Prompt. Pull out every line of the material that contains the string "white". Case counts.

Data excerpts.
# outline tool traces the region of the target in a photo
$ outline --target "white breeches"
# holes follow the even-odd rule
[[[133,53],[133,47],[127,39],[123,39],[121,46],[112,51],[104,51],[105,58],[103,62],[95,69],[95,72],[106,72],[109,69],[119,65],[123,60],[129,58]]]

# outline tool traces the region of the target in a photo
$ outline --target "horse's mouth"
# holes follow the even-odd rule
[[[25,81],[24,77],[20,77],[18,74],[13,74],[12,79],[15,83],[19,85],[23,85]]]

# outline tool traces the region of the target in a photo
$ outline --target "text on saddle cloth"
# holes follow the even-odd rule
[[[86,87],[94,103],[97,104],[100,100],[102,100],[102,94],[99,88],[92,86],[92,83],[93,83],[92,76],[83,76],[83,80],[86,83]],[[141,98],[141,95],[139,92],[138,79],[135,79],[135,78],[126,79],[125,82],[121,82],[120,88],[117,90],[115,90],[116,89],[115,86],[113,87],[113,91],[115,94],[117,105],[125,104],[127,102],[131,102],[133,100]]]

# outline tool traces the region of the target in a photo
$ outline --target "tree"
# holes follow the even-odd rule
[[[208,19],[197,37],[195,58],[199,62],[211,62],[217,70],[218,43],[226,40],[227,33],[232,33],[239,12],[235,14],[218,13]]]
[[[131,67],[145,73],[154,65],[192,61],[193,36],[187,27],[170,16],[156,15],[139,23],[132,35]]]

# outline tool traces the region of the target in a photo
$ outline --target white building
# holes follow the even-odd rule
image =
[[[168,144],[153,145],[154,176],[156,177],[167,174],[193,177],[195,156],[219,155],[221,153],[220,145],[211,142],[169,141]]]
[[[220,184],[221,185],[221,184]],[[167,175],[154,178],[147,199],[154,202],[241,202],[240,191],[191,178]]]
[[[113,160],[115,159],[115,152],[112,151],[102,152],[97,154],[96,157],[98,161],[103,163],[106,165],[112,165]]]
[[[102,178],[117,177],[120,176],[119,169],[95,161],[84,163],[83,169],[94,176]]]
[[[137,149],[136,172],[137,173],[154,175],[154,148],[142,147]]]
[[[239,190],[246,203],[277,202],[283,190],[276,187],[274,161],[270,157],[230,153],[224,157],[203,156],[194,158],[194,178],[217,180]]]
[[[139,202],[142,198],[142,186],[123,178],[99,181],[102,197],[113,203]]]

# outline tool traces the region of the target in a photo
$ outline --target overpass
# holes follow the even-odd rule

Output for this task.
$ outline --target "white breeches"
$ outline --target white building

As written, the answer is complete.